#### [PROBLEM TO WORK ON]
Please put every one of the rows below into a Markdown table with two columns, Number and Line, numbering each line and leaving out blank lines.

#### [Stored entries]
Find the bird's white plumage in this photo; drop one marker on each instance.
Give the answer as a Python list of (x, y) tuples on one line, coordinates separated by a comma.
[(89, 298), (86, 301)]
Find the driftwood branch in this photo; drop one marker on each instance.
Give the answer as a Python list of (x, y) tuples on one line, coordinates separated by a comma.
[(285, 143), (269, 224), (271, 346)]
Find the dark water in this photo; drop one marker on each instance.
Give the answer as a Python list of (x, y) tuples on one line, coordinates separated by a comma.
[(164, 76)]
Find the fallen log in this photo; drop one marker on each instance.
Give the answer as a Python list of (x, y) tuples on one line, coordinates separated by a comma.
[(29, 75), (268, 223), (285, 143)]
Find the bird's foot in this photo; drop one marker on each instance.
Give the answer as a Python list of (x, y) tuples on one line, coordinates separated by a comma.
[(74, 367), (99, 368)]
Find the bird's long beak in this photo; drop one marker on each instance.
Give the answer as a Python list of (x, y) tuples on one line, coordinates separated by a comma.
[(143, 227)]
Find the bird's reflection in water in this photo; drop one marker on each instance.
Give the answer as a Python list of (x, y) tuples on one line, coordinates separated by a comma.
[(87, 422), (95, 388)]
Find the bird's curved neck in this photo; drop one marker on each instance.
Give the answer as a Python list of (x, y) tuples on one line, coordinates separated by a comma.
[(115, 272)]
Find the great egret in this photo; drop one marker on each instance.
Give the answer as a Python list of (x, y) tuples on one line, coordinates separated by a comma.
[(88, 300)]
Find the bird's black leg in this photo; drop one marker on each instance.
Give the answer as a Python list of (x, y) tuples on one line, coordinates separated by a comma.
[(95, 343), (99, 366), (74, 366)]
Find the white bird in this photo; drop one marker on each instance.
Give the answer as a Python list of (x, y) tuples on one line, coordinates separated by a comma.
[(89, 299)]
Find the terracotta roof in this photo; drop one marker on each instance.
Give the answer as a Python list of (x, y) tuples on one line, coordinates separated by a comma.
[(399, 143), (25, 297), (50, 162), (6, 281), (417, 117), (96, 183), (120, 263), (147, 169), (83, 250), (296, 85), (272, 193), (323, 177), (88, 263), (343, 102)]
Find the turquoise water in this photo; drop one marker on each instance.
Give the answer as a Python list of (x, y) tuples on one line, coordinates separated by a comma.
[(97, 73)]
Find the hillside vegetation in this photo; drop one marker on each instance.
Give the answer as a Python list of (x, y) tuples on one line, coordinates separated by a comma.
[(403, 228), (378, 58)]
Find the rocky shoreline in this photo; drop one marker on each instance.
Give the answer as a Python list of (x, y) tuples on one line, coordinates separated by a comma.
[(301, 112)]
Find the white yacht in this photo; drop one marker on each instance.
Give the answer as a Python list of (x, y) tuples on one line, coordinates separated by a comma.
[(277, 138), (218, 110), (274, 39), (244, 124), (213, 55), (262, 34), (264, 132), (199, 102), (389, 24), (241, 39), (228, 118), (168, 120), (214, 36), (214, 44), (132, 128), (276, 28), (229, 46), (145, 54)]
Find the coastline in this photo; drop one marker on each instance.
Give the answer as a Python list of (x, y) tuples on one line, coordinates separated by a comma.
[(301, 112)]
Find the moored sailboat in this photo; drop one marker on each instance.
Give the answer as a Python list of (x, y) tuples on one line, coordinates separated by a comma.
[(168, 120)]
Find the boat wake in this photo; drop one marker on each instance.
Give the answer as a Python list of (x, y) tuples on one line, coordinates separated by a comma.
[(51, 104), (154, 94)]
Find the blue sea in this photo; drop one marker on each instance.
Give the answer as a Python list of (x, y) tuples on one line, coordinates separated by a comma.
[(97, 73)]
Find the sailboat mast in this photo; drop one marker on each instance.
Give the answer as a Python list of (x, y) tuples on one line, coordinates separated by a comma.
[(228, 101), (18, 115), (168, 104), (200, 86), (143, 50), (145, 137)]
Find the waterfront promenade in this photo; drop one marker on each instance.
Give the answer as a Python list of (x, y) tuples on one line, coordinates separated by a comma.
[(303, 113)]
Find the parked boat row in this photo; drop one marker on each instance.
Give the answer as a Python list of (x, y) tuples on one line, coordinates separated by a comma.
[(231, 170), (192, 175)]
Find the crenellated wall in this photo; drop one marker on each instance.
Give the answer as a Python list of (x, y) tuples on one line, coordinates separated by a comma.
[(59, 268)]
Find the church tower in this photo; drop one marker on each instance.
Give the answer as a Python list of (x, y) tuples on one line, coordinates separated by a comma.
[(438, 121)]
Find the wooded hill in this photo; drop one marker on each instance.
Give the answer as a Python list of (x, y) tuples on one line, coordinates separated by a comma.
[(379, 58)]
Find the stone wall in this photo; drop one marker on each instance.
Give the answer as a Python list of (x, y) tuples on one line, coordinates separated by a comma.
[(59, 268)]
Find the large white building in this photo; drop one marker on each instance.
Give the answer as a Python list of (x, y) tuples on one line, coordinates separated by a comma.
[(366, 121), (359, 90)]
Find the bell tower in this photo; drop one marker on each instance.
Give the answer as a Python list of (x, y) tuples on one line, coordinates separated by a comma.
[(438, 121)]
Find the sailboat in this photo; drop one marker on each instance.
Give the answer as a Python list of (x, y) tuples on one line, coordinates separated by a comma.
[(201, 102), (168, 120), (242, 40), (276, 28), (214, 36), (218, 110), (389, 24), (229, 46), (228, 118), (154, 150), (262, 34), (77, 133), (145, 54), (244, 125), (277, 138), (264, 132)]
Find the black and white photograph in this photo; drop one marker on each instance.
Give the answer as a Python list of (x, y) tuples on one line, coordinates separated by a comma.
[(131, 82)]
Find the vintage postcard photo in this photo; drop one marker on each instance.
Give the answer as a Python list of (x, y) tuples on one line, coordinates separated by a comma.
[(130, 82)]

#### [EXERCISE RESPONSE]
| Number | Line |
|---|---|
| 1 | Find the bird's white plumage in this photo; drop one marker on each instance. |
| 2 | Give the answer as a Python list of (x, y) tuples on one line, coordinates separated by a comma. |
| 3 | [(89, 298), (86, 301)] |
| 4 | Find the driftwood branch in this photo; drop one marker on each instance. |
| 5 | Give the answer as a Python list of (x, y) tuples on one line, coordinates separated by a comma. |
| 6 | [(285, 143), (269, 224), (271, 346)] |
| 7 | Find the dark water in this photo; drop one marker on each instance. |
| 8 | Give the answer as a Python list of (x, y) tuples on one line, coordinates separated by a comma. |
| 9 | [(164, 76)] |
| 10 | Find the fallen log in this photo; drop one marker on each instance. |
| 11 | Give the answer as a Python list of (x, y) tuples on one line, coordinates separated by a comma. |
| 12 | [(29, 75), (268, 223), (285, 143)] |
| 13 | Find the bird's foot in this photo; drop one marker on each instance. |
| 14 | Give the answer as a Python list of (x, y) tuples on one line, coordinates separated by a comma. |
| 15 | [(74, 367), (99, 368)] |
| 16 | Find the bird's long beak in this photo; drop one marker on each instance. |
| 17 | Give the answer as a Python list of (x, y) tuples on one line, coordinates separated by a comma. |
| 18 | [(143, 227)] |
| 19 | Find the bird's reflection in water in this photo; drop one marker on each instance. |
| 20 | Give the answer as a Python list of (x, y) tuples on one line, coordinates separated by a comma. |
| 21 | [(87, 422), (95, 388)] |
| 22 | Find the bird's curved neck in this photo; drop one marker on each instance. |
| 23 | Give the answer as a Python list of (x, y) tuples on one line, coordinates separated by a comma. |
| 24 | [(115, 272)] |
| 25 | Find the great egret in this photo; drop one marker on each instance. |
| 26 | Give the answer as a Python list of (x, y) tuples on one line, coordinates separated by a comma. |
| 27 | [(88, 300)] |
| 28 | Find the bird's black leg in this photo; drop one marker on each instance. |
| 29 | Give the answer as a Python list of (x, y) tuples on one line, coordinates separated by a comma. |
| 30 | [(95, 343), (99, 366), (74, 366)] |
| 31 | Find the white bird in this photo; drop one marker on each instance. |
| 32 | Give the answer as a Python list of (x, y) tuples on one line, coordinates separated by a comma. |
| 33 | [(89, 299)] |
| 34 | Find the terracotta roof in this photo; drop one marker on each instance. |
| 35 | Give the answer as a Python list of (x, y) tuples on one line, coordinates separated by a comma. |
| 36 | [(399, 143), (25, 297), (50, 162), (6, 281), (417, 117), (96, 183), (120, 263), (147, 169), (83, 250), (296, 85), (272, 193), (323, 177), (88, 263), (343, 102)] |
| 37 | Find the turquoise water in this photo; drop one marker on each instance. |
| 38 | Give the answer as a Python list of (x, y) tuples on one line, coordinates separated by a comma. |
| 39 | [(97, 73)] |
| 40 | Find the hillside vegetation in this photo; drop one marker on each instance. |
| 41 | Give the answer as a Python list of (x, y) tuples on one line, coordinates separated by a comma. |
| 42 | [(403, 228), (378, 58)] |
| 43 | Find the rocky shoreline in this photo; drop one marker on each instance. |
| 44 | Give the answer as a Python list of (x, y) tuples on one line, coordinates separated by a comma. |
| 45 | [(301, 112)] |
| 46 | Find the white yacht in this photo; drop one marker on each instance. |
| 47 | Give the answer as a Python list of (x, y) tuples on one line, coordinates separated by a comma. |
| 48 | [(277, 138), (218, 110), (274, 39), (244, 124), (213, 55), (262, 34), (264, 132), (199, 102), (389, 24), (241, 39), (228, 118), (168, 120), (214, 36), (214, 44), (132, 128), (276, 28), (229, 46), (145, 54)] |
| 49 | Find the coastline in this photo; drop one marker on each instance. |
| 50 | Give the answer as a Python list of (x, y) tuples on one line, coordinates separated by a comma. |
| 51 | [(301, 112)] |
| 52 | Find the moored sailboat in this photo; drop one marker on each instance. |
| 53 | Give the answer as a Python list of (x, y) tuples on one line, coordinates separated by a comma. |
| 54 | [(168, 120)] |
| 55 | Find the boat wake in this photo; drop one marker on each instance. |
| 56 | Give the answer as a Python list of (x, y) tuples on one line, coordinates separated by a comma. |
| 57 | [(51, 104), (154, 94)] |
| 58 | Find the blue sea in this photo; drop one marker on each instance. |
| 59 | Give the answer as a Python list of (x, y) tuples on one line, coordinates separated by a comma. |
| 60 | [(97, 73)] |
| 61 | Find the sailboat mast in this photo; drop one marker on each instance. |
| 62 | Give the answer as a Python list of (x, y) tuples on one line, coordinates separated by a comma. |
| 63 | [(228, 101), (18, 115), (168, 104), (200, 86), (143, 50), (145, 137)] |
| 64 | Find the waterfront promenade in this photo; drop one marker on each instance. |
| 65 | Give the answer as a Python list of (x, y) tuples on one line, coordinates separated by a comma. |
| 66 | [(303, 113)] |
| 67 | Find the parked boat row in this photo; drop one marker on each instance. |
| 68 | Give the answer as a Python list of (x, y) tuples on one line, coordinates separated by a comma. |
| 69 | [(231, 170), (192, 175)] |
| 70 | Find the crenellated wall in this photo; drop one marker on each instance. |
| 71 | Give the answer as a Python list of (x, y) tuples on one line, coordinates separated by a comma. |
| 72 | [(59, 268)] |
| 73 | Find the church tower in this photo; drop one marker on each instance. |
| 74 | Give the answer as a Python list of (x, y) tuples on one line, coordinates separated by a comma. |
| 75 | [(438, 121)] |
| 76 | Find the wooded hill in this photo; drop one marker on each instance. |
| 77 | Give the answer as a Python list of (x, y) tuples on one line, coordinates separated by a comma. |
| 78 | [(379, 58)] |
| 79 | Find the stone wall in this photo; drop one marker on each instance. |
| 80 | Give the answer as a Python list of (x, y) tuples on one line, coordinates separated by a comma. |
| 81 | [(59, 268)] |
| 82 | Find the large white building in this photo; drop one marker on each instance. |
| 83 | Give the answer as a Python list of (x, y) tuples on one line, coordinates separated by a comma. |
| 84 | [(366, 121), (359, 90)] |
| 85 | Find the bell tower in this photo; drop one marker on each instance. |
| 86 | Give the answer as a Python list of (x, y) tuples on one line, coordinates separated by a comma. |
| 87 | [(438, 121)] |
| 88 | Find the sailboat in this photo; drop one marker on each instance. |
| 89 | Give the answer as a Python list of (x, y) tuples on one line, coordinates separated by a comma. |
| 90 | [(201, 102), (168, 120), (242, 40), (276, 28), (214, 36), (218, 110), (389, 24), (229, 46), (228, 118), (154, 150), (262, 34), (77, 133), (145, 54), (244, 125), (277, 138), (264, 132)] |
| 91 | Find the black and white photograph in this photo; drop one marker on each instance. |
| 92 | Give the answer as a Python list of (x, y) tuples on one line, coordinates separated by a comma. |
| 93 | [(131, 82)] |
| 94 | Find the vintage postcard photo in this photo; drop one marker on each instance. |
| 95 | Give the answer as a Python list of (x, y) tuples on one line, coordinates separated by a comma. |
| 96 | [(130, 82)] |